[Document passage start]

To do it’s job the parser needs only the base structure of the graph, not the details used to build it. In fact the item sets can be represented by a integer, which can conveniently be used as an index into an array whose elements contain the reduce table and shift table for the node the item set represented. This stripped down version of the item set graph is the parse table.
Glossary¶
- Action
A action is a collective name for the two steps an LR(1) parser can perform: shift and reduce. Alternatively, if the parse table is thought of as a graph, an action is the name of a line connecting the nodes in the graph. The name for a node in the graph is a state.
- Ambiguous
A parser of any sort has two jobs: to verify the input is valid according to the grammar, and to create a parse tree for it. The words create a parse tree could equally well be written assign meaning. Eg,
9 + 3 / 2
is a valid arithmetic, but without the normal rules of arithmetic could have two different meanings:9 + (3 / 3) = 10
or(9 + 3) / 3 = 4
. In English, jokes are based on this same ambiguity, eg, Time flies like an arrow. It follows a parser would not be much use if it could not assign a unique meaning to every input sequence. Sadly it is possible (even easy) to write grammars that don’t assign a unique meaning to every input sequence. These grammars are rejected by the parser constructor as ambiguous. Even more sadly no practical parser, including LR(1), is powerful enough to recognise all non-ambiguous grammars, so they incorrectly say that some non-ambiguous grammars are ambiguous. The only work around is to re-write the grammar in a form the parser can use, and post process the parse tree if the new version is too far from the truth.- Closure
Closure the name for both an operation performed by item sets during their construction and the output of that operation, which is a set of items. An item set is a set of items, ie, partially recognised productions. Initially an item set contains just its core. If the next expected symbol of any item in the item set is a non-terminal, ie the left hand side of another production, then it follows the parser is also recognising this new item, which is that production with its dot at the start. This new item becomes part of the closure. That new item could also have a non-terminal at its start, thus yielding another new item recursively. All items added in this way become the item sets closure.

[Document passage end]

__Given task 1__. Copy out the entries on locating named things word for word, line by line.
The parser glossary and the entries have no connection to each other.

[Supplied data start]

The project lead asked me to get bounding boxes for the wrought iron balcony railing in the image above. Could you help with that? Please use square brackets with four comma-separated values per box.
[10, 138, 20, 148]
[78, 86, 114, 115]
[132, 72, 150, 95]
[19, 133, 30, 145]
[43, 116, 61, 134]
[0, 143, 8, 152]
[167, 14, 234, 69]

[Supplied data end]

__Given task 2__. In the parser glossary, what is the name for a node in the graph?

__Correct answer 1__.
The project lead asked me to get bounding boxes for the wrought iron balcony railing in the image above. Could you help with that? Please use square brackets with four comma-separated values per box.
[10, 138, 20, 148]
[78, 86, 114, 115]
[132, 72, 150, 95]
[19, 133, 30, 145]
[43, 116, 61, 134]
[0, 143, 8, 152]
[167, 14, 234, 69]

__Correct answer 2__. A node in the graph is called a state.